▶ [RECORDS FOR THE TASK]
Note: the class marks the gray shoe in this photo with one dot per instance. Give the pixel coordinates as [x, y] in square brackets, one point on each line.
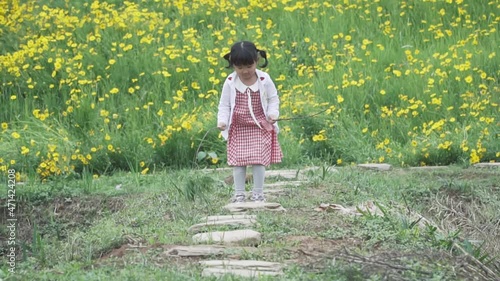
[238, 198]
[258, 197]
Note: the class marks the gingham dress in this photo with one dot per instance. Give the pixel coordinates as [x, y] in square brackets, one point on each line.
[247, 143]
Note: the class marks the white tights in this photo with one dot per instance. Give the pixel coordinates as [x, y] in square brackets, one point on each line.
[240, 173]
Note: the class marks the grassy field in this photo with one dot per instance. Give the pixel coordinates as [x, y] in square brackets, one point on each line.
[98, 87]
[107, 110]
[70, 235]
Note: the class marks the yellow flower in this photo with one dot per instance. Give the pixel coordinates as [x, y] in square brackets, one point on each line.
[340, 99]
[24, 150]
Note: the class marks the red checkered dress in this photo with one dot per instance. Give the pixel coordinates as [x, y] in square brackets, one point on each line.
[247, 143]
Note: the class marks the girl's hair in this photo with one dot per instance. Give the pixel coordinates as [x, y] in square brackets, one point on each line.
[244, 53]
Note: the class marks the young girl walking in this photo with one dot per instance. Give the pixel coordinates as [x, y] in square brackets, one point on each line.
[248, 110]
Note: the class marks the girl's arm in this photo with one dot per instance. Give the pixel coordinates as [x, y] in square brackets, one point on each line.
[224, 106]
[273, 101]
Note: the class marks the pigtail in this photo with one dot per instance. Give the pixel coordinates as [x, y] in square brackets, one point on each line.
[228, 58]
[264, 56]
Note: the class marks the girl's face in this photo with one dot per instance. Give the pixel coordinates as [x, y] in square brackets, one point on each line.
[246, 72]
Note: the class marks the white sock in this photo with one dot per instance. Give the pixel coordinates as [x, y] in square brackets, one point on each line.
[259, 173]
[239, 176]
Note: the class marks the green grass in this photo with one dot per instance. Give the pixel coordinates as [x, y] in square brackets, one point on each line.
[72, 231]
[133, 86]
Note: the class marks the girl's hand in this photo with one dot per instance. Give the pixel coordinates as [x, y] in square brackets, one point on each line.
[221, 126]
[271, 119]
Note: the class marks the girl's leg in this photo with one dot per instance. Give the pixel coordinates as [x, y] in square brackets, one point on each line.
[239, 176]
[259, 172]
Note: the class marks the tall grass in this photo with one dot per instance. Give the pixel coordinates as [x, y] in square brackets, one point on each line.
[407, 83]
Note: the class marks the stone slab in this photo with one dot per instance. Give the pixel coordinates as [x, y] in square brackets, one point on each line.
[254, 206]
[225, 222]
[243, 268]
[244, 237]
[487, 165]
[283, 184]
[227, 217]
[205, 250]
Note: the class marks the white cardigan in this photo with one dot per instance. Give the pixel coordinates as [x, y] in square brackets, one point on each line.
[268, 96]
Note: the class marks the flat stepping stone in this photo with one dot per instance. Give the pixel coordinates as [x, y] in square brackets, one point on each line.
[487, 165]
[429, 168]
[269, 192]
[204, 250]
[244, 237]
[283, 184]
[242, 268]
[378, 167]
[222, 222]
[254, 206]
[227, 217]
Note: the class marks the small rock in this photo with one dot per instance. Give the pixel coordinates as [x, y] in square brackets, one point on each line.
[229, 222]
[245, 237]
[254, 206]
[243, 268]
[487, 165]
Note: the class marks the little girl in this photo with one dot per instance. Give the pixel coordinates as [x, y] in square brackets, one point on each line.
[248, 110]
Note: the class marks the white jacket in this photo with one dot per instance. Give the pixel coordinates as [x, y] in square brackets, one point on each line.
[268, 96]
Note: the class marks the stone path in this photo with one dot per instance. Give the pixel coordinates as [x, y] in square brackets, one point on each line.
[208, 243]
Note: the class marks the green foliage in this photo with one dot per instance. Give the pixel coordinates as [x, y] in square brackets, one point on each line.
[99, 86]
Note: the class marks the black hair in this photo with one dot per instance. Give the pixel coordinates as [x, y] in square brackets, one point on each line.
[244, 53]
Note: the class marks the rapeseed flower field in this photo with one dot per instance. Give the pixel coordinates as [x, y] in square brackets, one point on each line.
[100, 86]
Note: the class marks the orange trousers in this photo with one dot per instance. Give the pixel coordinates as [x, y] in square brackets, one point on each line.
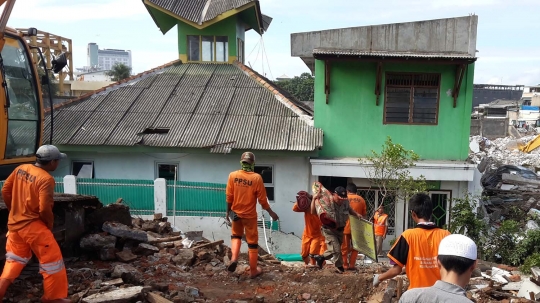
[312, 246]
[349, 255]
[250, 228]
[37, 238]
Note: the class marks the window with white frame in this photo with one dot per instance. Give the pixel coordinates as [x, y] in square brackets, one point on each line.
[208, 48]
[267, 173]
[82, 169]
[167, 171]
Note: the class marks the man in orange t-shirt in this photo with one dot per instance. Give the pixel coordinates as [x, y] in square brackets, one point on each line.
[313, 245]
[28, 193]
[358, 204]
[380, 221]
[244, 188]
[417, 248]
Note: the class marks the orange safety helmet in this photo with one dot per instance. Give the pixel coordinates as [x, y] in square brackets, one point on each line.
[248, 157]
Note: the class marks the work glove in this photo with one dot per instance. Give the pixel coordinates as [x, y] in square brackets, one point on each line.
[376, 280]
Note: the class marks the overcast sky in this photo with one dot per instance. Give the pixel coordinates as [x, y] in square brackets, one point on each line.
[508, 40]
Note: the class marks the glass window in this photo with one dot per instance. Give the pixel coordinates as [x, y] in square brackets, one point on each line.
[167, 171]
[267, 173]
[207, 48]
[193, 48]
[412, 98]
[24, 108]
[82, 169]
[222, 49]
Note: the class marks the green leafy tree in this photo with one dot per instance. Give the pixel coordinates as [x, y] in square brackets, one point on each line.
[465, 221]
[301, 87]
[119, 72]
[389, 171]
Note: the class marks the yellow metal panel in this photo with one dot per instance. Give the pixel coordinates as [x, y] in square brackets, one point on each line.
[532, 145]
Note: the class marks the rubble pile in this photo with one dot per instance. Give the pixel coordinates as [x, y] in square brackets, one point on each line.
[503, 151]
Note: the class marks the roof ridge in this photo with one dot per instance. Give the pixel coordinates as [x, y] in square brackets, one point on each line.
[205, 11]
[291, 103]
[118, 83]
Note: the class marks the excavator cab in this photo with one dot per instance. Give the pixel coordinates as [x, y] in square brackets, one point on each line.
[21, 121]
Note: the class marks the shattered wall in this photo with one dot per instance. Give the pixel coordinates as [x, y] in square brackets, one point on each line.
[490, 128]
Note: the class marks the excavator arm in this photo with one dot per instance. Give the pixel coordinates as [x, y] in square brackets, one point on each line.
[6, 13]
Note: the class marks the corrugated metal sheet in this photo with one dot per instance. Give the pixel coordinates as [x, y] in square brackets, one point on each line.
[269, 106]
[198, 75]
[272, 133]
[352, 52]
[152, 100]
[241, 136]
[199, 104]
[183, 100]
[97, 129]
[215, 100]
[202, 130]
[175, 122]
[128, 132]
[304, 137]
[66, 124]
[192, 10]
[218, 7]
[245, 100]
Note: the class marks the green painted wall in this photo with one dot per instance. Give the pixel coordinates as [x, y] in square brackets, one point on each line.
[353, 124]
[227, 27]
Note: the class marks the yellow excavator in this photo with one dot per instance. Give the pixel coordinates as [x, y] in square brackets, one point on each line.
[22, 120]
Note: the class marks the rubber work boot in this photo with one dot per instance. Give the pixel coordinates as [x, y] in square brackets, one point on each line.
[320, 261]
[352, 260]
[253, 258]
[344, 258]
[4, 284]
[235, 250]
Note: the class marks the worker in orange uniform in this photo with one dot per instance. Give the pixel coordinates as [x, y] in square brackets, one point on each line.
[244, 188]
[358, 204]
[28, 193]
[313, 245]
[417, 248]
[380, 221]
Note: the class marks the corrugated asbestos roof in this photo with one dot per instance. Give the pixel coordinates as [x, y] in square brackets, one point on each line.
[215, 106]
[352, 52]
[199, 11]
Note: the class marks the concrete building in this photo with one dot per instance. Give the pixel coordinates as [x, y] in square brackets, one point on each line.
[410, 81]
[190, 120]
[106, 58]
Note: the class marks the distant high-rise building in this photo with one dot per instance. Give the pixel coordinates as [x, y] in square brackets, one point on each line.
[106, 58]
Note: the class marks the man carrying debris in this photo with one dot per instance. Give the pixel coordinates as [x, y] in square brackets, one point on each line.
[334, 235]
[28, 193]
[380, 221]
[244, 188]
[456, 262]
[358, 204]
[312, 240]
[417, 247]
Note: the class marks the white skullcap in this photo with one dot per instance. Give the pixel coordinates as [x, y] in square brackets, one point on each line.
[459, 246]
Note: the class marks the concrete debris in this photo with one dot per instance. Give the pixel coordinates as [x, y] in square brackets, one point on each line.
[503, 151]
[120, 295]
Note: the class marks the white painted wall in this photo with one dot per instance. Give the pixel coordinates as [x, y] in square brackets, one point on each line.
[291, 174]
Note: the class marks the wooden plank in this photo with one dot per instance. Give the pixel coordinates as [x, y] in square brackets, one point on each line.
[208, 244]
[519, 180]
[161, 240]
[155, 298]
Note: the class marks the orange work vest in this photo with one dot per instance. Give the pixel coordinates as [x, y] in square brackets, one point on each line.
[380, 223]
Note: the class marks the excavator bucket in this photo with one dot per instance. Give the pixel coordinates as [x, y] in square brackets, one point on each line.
[532, 145]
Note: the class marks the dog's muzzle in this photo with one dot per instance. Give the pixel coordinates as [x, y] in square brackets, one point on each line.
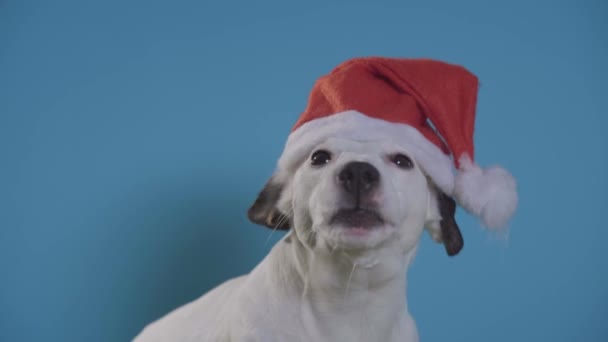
[359, 179]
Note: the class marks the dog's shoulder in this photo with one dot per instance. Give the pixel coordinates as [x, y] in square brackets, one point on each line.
[204, 319]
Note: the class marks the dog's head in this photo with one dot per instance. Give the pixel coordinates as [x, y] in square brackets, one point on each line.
[353, 195]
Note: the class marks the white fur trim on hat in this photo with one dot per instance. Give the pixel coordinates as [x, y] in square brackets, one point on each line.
[355, 125]
[489, 193]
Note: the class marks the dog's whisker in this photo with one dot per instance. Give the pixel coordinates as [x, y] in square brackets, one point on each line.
[350, 276]
[282, 219]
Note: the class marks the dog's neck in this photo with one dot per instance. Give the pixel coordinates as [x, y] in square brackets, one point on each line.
[362, 294]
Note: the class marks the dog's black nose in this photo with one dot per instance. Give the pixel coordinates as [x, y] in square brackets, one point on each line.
[359, 177]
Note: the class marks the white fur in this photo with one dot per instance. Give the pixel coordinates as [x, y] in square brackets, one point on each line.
[321, 283]
[357, 126]
[490, 193]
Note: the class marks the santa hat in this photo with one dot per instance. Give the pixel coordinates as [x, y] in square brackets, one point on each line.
[425, 105]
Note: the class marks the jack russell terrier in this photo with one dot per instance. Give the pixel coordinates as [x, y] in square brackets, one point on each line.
[362, 176]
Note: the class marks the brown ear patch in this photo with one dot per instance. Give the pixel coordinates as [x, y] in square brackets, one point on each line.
[264, 211]
[451, 236]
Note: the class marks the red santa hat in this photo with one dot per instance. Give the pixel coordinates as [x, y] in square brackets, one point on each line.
[425, 105]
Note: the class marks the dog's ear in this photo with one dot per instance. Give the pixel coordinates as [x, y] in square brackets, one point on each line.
[442, 223]
[450, 233]
[264, 210]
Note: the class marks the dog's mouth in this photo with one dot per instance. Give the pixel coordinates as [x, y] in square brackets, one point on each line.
[357, 218]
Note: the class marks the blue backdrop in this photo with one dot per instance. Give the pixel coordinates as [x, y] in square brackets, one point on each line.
[134, 135]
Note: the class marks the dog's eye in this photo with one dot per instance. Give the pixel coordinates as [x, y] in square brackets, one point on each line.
[402, 161]
[320, 157]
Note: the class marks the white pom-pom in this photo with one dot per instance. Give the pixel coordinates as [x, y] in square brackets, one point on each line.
[490, 193]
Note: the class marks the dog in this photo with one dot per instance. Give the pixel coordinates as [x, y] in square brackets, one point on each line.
[355, 212]
[366, 169]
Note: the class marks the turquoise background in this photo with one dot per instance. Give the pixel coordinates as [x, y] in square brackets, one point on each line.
[135, 134]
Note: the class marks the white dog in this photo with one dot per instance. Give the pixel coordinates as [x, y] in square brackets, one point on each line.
[367, 167]
[357, 209]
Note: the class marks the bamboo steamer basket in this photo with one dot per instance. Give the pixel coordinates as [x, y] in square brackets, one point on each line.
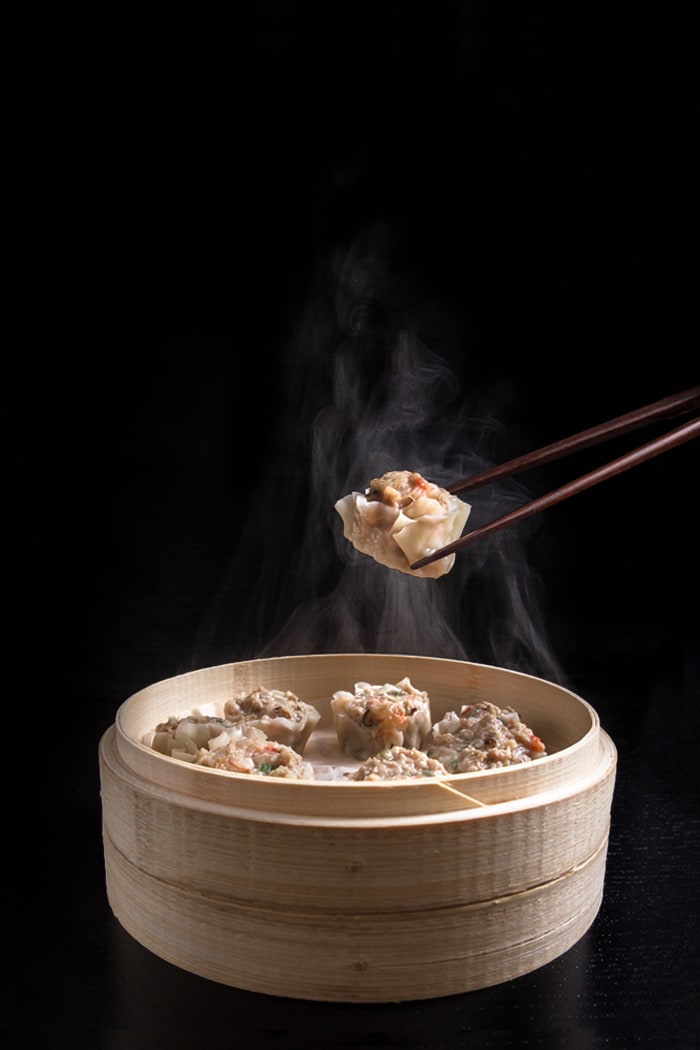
[357, 890]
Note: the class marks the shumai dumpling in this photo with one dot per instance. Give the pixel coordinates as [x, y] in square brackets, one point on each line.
[402, 518]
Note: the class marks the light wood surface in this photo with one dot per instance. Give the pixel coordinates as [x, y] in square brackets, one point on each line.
[358, 890]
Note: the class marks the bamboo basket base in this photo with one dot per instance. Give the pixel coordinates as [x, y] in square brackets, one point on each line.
[360, 958]
[353, 891]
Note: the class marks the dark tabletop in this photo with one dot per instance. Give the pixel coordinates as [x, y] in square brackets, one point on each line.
[276, 228]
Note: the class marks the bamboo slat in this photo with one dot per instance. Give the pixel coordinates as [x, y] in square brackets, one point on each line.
[358, 891]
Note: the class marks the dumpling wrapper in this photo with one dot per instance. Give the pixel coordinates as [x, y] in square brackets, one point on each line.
[402, 518]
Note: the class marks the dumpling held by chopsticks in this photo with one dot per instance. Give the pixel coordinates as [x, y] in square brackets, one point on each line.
[402, 518]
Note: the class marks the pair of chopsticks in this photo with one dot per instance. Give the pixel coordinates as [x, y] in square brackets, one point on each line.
[677, 404]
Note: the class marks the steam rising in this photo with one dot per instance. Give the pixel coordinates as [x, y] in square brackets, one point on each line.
[364, 395]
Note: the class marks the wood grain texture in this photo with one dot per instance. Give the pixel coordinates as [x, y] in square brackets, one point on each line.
[394, 891]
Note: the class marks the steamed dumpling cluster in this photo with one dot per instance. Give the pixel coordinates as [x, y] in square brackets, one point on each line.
[263, 733]
[402, 518]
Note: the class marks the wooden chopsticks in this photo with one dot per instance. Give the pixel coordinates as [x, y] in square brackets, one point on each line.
[675, 405]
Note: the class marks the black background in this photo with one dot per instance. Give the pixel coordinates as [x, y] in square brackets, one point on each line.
[185, 189]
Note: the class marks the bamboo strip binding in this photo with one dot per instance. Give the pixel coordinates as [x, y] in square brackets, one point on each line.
[356, 891]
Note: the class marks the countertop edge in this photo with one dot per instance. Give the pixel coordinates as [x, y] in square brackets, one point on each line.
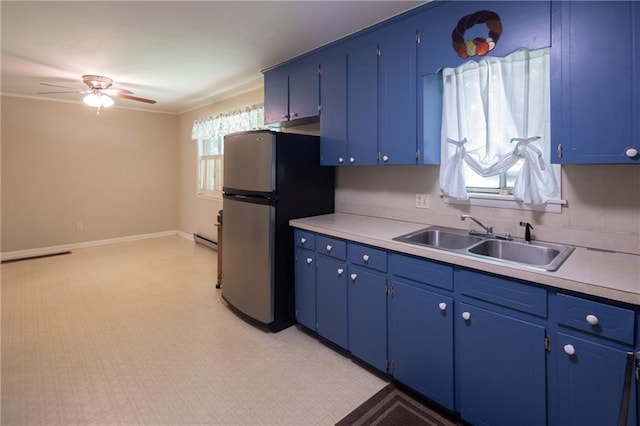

▶ [ACTION ITEM]
From the line that contains "Note: the class marks the bamboo strip" through the last line of the entries, transcribe every line exactly, leaving out the pictures.

▶ [TASK OUTPUT]
Note: the class marks the bamboo strip binding in this photo with one dot per instance. Give the pixel coordinates as [x, y] in square brackets, one point on each line.
[356, 891]
Note: the class marks the countertop edge in this photo with one dot per instance. Give the pixel coordinates as [x, y] in square brackets, one point on each line.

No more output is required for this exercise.